# What to work on:
Find and copy each line of the records where the string "this" shows up.

# Available data:
[Start of section]

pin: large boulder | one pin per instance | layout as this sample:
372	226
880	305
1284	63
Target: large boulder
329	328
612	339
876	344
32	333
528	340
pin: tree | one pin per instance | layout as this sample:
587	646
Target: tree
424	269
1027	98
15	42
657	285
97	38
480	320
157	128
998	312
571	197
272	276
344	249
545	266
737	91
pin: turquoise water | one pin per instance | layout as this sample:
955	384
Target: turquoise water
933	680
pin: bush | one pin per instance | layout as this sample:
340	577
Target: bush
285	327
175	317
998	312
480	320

[End of section]
[Start of section]

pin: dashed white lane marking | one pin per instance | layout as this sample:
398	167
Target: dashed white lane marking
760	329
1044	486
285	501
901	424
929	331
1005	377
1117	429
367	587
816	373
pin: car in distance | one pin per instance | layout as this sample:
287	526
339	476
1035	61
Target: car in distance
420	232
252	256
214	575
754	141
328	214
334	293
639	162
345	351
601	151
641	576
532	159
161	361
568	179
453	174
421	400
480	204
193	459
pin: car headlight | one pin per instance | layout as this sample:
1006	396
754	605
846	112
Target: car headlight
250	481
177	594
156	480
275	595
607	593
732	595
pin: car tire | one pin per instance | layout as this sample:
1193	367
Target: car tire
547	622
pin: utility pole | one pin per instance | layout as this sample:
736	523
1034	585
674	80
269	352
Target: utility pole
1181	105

[End of section]

# The answer:
pin: large boulder | one pin per instance | layout as this sample:
pin: tree | one pin per instance | layout as this sample:
pin: turquoise water | one pin per instance | layout as this sample:
pin: bush | one pin per instance | layout as this sample:
pin: dashed white lane marking | one pin per instance | layout as this sample:
pin: car in distance | one pin per instance | layout as this sample:
pin: car headlight | one pin per instance | layout as this sample:
pin: car tire | one pin per instance | layout as this sample:
pin: utility pole | one pin per instance | layout as this sample:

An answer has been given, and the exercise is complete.